--- BEGIN ---

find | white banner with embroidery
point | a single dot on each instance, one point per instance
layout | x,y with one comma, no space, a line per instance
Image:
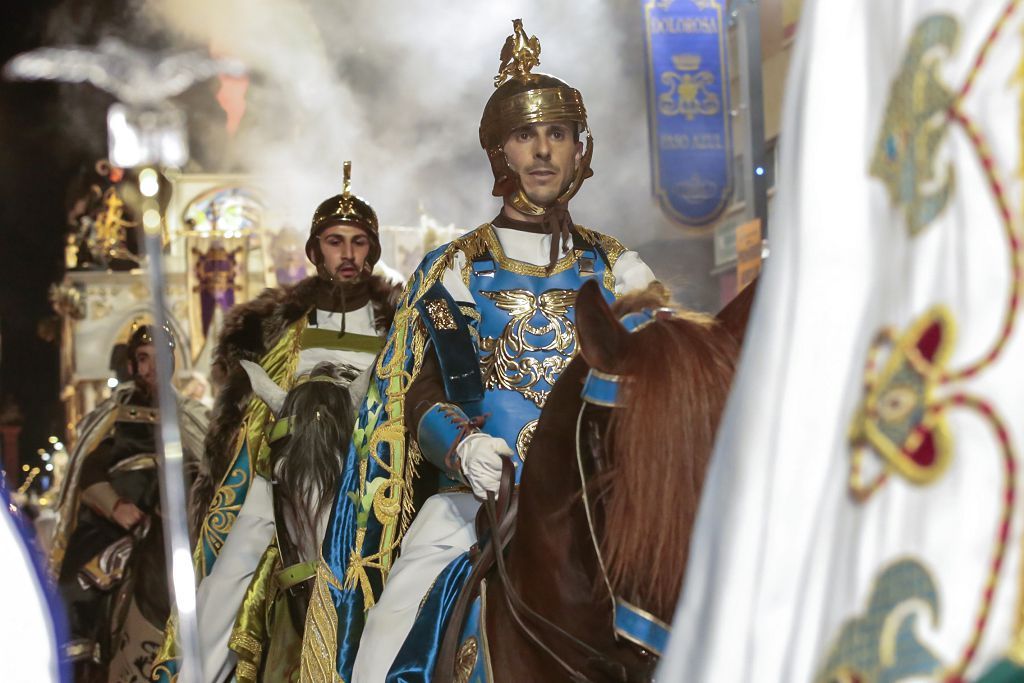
862,517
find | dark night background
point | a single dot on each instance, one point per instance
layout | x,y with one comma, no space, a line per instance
41,159
38,161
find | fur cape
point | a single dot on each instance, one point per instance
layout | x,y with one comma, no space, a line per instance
251,330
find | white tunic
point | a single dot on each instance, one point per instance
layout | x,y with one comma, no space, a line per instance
220,594
443,528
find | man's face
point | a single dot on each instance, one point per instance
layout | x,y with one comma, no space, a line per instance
545,156
345,249
145,368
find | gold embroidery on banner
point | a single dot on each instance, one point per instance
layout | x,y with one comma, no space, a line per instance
440,314
525,438
465,660
505,363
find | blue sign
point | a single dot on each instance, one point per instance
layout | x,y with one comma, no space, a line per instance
688,105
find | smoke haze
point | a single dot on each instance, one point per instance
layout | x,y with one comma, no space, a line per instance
398,88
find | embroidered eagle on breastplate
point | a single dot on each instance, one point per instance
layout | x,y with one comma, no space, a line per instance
541,326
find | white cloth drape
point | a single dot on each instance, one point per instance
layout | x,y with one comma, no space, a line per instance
783,558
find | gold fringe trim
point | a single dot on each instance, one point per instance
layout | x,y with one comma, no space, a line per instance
320,641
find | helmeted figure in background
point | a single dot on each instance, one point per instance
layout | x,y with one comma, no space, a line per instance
338,316
483,330
108,547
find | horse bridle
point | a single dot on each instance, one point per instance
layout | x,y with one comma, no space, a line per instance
630,623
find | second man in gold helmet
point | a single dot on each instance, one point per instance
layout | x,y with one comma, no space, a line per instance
252,510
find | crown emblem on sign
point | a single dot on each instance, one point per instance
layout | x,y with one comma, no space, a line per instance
519,54
686,61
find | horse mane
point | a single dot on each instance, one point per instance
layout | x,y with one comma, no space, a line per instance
307,465
679,369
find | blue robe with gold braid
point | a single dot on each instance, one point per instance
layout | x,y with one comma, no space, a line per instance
522,325
252,458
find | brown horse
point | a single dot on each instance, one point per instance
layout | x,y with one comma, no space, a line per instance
549,610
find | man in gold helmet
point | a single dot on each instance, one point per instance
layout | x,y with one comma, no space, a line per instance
483,330
338,316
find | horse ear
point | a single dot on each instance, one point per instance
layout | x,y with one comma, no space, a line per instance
601,336
736,313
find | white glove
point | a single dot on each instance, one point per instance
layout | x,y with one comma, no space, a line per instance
480,459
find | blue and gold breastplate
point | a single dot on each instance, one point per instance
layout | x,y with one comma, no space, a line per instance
526,332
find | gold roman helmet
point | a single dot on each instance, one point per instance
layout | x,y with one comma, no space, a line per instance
521,98
344,208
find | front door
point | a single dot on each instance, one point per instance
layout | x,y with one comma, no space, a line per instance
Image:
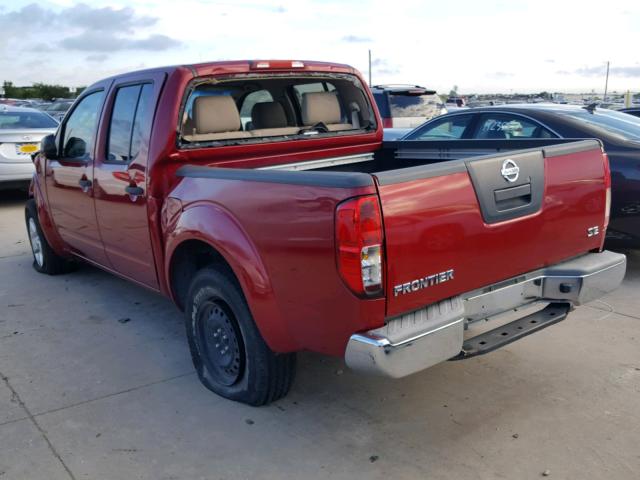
120,176
69,178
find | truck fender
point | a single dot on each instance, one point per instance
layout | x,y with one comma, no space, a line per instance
49,229
216,227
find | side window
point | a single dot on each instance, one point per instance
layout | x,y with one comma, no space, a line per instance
129,122
142,120
247,105
447,128
80,129
506,126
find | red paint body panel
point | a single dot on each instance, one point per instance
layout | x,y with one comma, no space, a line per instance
435,225
280,243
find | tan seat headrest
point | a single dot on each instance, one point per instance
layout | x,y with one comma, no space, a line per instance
320,107
215,114
268,115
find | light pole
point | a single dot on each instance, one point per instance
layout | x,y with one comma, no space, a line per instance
606,83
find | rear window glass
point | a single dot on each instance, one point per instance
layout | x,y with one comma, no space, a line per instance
26,120
275,108
447,128
620,124
414,105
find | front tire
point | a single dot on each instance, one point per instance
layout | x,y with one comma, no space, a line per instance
228,352
45,260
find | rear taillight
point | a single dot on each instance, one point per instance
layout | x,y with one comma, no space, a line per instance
359,245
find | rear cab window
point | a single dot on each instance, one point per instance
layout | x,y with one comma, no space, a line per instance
129,122
273,108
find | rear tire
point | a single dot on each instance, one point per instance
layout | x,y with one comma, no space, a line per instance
228,352
45,260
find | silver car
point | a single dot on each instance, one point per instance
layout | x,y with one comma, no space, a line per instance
21,130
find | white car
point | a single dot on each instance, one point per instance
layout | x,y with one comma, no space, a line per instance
21,130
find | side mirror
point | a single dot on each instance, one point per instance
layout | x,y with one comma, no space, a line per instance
49,147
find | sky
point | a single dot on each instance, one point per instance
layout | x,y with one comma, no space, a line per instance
480,47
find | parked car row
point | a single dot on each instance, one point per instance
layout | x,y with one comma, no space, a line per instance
21,131
618,132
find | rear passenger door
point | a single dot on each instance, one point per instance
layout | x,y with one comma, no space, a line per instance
69,177
121,177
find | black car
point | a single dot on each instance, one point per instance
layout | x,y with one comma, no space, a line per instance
619,132
635,111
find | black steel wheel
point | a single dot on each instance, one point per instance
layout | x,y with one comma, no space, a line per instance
228,351
220,342
45,260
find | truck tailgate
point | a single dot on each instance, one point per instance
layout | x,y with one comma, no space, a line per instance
460,225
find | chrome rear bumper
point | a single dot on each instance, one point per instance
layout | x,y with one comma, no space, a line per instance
420,339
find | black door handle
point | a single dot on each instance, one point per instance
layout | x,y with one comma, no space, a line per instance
134,191
85,184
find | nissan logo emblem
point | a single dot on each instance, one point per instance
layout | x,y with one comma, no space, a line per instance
510,170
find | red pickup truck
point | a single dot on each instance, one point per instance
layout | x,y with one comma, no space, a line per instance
260,197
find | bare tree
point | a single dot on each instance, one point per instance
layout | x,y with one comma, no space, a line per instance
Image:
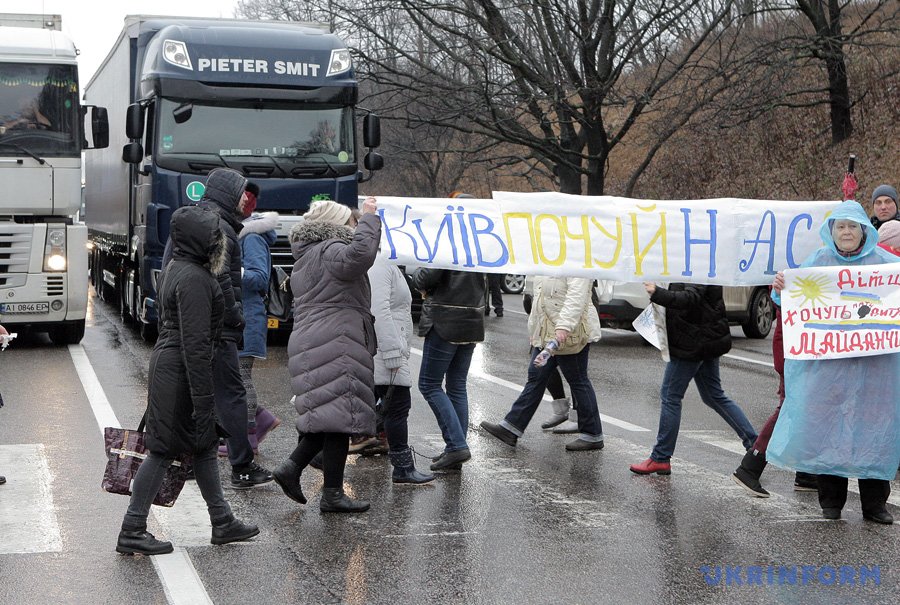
786,51
556,85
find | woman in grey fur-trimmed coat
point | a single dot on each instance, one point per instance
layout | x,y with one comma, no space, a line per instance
332,344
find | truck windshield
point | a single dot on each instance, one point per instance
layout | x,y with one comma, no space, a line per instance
286,133
39,109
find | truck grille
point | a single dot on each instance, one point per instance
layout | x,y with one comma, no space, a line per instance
281,254
55,285
15,249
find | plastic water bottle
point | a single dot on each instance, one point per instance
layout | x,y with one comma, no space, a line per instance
5,339
549,349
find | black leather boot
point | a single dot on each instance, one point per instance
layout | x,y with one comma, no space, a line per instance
287,476
232,530
748,473
334,500
405,468
141,542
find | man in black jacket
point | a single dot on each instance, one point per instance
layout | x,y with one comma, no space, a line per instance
225,189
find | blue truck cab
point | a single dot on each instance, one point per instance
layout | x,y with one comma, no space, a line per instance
275,101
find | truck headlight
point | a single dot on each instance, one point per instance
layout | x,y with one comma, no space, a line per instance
339,62
56,262
55,250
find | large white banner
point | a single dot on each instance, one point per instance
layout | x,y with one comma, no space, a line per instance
831,312
725,241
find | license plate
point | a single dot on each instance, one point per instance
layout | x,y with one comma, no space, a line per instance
24,308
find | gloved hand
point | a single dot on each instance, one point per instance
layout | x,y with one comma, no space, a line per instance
392,362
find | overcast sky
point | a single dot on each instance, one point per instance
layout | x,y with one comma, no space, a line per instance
94,25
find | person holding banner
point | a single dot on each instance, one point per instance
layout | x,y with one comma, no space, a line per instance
452,322
889,237
561,313
841,417
181,417
698,335
884,205
332,345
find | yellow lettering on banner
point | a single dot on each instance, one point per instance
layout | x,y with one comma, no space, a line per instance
641,253
583,236
526,216
538,220
617,238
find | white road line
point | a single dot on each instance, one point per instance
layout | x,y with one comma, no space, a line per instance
768,364
180,581
28,521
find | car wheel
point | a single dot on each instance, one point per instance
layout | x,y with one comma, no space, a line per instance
513,284
761,314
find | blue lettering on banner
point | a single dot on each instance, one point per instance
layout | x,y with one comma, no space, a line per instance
789,247
804,575
770,264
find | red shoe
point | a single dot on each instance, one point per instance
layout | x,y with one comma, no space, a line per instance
650,466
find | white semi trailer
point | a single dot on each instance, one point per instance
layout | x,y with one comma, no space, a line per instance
43,255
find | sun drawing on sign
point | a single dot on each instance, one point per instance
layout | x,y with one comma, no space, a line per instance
812,289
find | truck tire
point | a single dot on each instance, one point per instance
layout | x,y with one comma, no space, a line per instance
761,314
67,334
149,332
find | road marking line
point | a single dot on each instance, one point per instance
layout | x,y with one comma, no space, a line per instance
518,389
28,522
177,574
768,364
179,578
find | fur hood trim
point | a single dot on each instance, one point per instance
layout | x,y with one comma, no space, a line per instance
259,223
315,231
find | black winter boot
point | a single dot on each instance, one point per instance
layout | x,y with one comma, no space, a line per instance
748,473
232,530
405,468
287,476
334,500
141,542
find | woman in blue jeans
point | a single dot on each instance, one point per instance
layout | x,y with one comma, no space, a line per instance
452,322
562,310
698,335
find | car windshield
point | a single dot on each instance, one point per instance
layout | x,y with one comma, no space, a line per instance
299,134
39,109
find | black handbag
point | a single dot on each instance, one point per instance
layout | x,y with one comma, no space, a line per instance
125,451
280,298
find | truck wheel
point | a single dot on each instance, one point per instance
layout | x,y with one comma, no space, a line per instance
761,314
68,333
149,332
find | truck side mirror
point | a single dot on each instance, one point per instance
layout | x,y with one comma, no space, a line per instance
134,121
133,153
100,127
183,113
373,161
371,131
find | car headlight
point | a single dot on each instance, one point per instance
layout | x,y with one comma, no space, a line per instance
55,250
175,52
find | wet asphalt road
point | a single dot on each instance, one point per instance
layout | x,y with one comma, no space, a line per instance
534,524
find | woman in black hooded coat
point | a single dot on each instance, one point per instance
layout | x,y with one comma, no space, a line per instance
180,412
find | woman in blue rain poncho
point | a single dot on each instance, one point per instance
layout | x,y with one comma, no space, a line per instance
841,417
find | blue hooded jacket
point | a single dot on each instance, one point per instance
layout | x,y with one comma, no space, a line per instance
841,416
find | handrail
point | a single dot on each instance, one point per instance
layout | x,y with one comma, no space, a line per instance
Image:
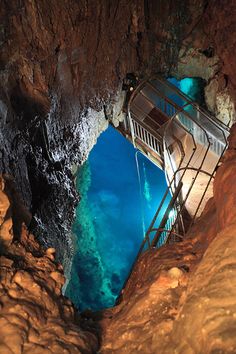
213,138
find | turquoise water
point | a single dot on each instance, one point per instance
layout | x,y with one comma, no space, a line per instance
114,212
120,191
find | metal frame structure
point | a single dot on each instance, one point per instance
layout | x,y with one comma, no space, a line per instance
206,136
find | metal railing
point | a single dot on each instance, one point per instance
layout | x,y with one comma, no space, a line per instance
197,136
146,137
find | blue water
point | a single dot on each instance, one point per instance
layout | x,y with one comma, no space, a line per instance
114,212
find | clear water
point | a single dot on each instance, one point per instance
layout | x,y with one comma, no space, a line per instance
118,202
114,212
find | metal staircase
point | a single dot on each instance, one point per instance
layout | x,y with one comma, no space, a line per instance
187,143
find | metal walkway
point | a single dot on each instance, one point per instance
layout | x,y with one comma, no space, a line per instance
183,140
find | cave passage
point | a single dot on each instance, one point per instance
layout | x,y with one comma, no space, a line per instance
112,217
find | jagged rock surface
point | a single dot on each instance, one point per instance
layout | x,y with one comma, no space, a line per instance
34,316
61,70
181,298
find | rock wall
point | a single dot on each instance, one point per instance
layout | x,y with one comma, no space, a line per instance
181,298
34,316
61,69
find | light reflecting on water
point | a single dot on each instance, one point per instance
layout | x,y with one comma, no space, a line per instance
112,216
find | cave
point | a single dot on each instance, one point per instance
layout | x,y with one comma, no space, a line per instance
112,218
160,77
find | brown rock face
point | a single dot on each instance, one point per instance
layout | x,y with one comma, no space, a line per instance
57,60
34,316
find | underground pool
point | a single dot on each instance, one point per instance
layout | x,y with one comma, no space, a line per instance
120,191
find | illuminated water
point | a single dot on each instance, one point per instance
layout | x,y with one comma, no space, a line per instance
114,212
111,218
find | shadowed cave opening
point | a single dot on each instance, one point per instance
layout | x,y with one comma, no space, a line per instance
120,191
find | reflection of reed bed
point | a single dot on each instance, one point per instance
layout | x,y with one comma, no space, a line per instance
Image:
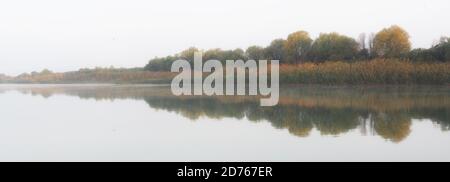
366,72
332,110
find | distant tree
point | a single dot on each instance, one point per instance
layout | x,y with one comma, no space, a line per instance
363,51
297,45
333,46
441,50
188,54
371,51
255,53
46,71
276,51
421,55
392,42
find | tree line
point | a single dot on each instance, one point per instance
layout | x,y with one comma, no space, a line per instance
389,43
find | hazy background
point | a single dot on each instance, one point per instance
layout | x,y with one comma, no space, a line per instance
68,35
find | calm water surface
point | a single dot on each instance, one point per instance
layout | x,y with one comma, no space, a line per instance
147,123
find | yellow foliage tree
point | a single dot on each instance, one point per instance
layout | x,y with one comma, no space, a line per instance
392,42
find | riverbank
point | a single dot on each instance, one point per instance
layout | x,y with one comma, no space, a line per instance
379,71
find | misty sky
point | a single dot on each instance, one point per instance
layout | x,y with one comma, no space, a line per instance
67,35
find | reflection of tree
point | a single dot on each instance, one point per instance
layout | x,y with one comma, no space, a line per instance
331,110
392,126
299,121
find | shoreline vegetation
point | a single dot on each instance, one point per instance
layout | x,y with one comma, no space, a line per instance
382,58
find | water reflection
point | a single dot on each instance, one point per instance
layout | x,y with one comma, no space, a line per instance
383,111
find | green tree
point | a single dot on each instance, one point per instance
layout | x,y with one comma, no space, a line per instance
276,51
392,42
333,46
297,45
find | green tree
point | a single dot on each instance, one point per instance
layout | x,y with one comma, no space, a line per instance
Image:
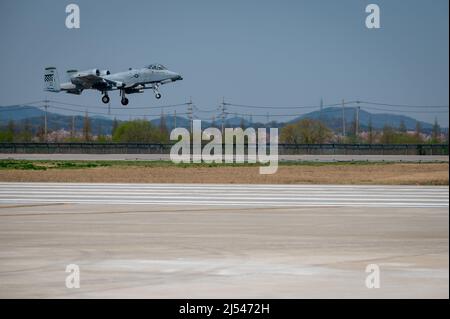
25,134
139,131
370,132
306,131
388,135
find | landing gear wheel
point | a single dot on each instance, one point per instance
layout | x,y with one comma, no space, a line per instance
105,99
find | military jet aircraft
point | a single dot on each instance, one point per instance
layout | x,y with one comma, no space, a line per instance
127,82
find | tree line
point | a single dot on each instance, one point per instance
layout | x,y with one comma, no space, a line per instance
305,131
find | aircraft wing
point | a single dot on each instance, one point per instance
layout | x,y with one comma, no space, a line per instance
87,81
91,80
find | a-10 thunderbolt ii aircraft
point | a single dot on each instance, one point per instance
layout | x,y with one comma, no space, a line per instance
127,82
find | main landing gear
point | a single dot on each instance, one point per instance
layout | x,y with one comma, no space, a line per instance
124,99
156,91
105,99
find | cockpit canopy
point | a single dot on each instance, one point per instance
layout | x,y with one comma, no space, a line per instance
156,67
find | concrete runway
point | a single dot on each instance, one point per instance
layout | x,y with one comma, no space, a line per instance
286,158
227,241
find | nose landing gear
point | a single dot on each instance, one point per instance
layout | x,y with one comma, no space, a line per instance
124,101
105,99
156,91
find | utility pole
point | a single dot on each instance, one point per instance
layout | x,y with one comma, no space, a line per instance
45,120
223,114
357,121
72,131
321,109
343,118
190,113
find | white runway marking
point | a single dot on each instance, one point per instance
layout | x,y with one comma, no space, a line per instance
227,195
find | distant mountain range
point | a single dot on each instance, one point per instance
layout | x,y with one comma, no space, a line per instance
331,116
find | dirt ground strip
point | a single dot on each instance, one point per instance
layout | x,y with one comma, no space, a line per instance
412,174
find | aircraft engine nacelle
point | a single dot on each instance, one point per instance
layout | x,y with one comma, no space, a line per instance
87,72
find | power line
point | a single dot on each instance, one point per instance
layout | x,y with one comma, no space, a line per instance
403,105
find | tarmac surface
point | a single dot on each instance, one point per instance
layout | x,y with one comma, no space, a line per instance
164,157
223,241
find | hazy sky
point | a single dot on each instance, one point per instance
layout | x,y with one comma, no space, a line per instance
275,53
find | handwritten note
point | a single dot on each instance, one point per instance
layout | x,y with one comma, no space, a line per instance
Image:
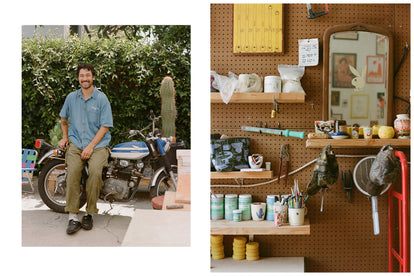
308,52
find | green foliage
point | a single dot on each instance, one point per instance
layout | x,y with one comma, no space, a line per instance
168,110
127,71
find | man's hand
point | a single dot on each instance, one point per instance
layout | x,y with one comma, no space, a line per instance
63,143
86,153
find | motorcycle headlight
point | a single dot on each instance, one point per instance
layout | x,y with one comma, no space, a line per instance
123,163
140,165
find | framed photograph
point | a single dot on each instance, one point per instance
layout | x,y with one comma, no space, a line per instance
335,98
346,35
381,45
380,105
336,116
341,74
359,106
375,69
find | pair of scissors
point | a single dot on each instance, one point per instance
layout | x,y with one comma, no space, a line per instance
283,153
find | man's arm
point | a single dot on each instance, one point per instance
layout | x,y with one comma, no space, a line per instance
64,125
87,152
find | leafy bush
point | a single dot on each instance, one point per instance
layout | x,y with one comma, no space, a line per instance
128,72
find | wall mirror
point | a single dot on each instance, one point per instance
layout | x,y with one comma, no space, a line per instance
358,74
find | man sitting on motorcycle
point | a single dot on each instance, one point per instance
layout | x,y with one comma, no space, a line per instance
86,139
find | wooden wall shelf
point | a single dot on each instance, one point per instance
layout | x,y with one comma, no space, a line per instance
241,175
358,143
260,97
250,227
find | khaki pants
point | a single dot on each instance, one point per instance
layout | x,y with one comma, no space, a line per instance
74,163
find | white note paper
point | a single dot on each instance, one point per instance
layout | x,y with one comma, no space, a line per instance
308,52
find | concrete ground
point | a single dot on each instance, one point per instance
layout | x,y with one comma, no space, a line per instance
44,227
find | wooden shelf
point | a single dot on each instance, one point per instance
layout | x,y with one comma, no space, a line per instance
264,264
260,97
241,175
250,227
357,143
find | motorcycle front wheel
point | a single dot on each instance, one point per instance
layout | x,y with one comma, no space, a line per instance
162,184
52,186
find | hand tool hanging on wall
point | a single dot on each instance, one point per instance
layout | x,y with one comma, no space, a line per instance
348,184
313,15
275,108
325,173
287,133
283,153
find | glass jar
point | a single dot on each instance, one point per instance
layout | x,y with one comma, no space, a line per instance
402,126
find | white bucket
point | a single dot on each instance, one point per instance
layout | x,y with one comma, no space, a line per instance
273,84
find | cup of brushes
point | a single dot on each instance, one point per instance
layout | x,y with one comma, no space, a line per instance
296,206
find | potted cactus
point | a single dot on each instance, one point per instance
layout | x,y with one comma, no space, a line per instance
168,108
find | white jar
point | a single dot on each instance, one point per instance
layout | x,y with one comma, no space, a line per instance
273,84
402,126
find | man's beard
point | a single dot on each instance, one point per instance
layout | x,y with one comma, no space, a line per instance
86,84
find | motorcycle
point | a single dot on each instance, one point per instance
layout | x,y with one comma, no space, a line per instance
128,164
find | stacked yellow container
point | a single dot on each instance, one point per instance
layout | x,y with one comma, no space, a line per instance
217,247
252,251
239,248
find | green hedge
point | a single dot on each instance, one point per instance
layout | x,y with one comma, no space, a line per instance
128,72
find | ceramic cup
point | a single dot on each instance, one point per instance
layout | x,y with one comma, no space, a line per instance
282,209
258,210
257,162
367,132
297,216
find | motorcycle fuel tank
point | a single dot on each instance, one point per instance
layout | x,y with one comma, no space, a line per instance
130,150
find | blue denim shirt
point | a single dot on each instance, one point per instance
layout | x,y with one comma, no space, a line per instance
87,117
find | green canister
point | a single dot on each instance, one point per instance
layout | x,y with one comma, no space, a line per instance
217,206
270,201
244,204
230,204
237,214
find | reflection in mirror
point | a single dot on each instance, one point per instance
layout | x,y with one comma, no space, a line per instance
358,75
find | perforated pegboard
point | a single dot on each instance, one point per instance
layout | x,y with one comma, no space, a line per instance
341,237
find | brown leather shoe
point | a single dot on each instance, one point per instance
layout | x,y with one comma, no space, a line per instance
73,227
87,222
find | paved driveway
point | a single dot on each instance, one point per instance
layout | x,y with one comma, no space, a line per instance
43,227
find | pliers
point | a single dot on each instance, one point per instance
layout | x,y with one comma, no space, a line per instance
348,184
283,153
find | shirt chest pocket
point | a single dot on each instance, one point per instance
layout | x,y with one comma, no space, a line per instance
93,114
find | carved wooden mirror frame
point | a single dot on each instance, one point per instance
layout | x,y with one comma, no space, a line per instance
327,61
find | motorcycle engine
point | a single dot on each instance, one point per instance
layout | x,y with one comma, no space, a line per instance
118,180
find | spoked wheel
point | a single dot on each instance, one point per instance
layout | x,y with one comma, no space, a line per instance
52,186
163,184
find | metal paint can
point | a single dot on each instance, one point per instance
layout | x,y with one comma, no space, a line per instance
217,206
230,204
277,219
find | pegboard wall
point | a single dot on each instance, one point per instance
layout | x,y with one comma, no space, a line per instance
341,238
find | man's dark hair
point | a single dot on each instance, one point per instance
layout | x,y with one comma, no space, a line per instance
87,66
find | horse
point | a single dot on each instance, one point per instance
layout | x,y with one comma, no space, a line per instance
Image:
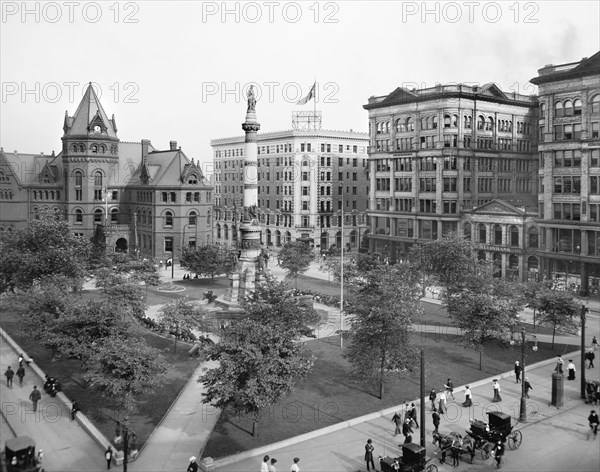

--- END ---

## WHAT YOU HAVE TO DO
Gather every line of the records above that contains the string "motorcycle", and copy each one in its original order.

## CORRECT ANSWER
find | motorcycle headlight
find | man sitting on motorcycle
find | motorcycle front wheel
find | motorcycle
find | motorcycle fuel tank
find | motorcycle engine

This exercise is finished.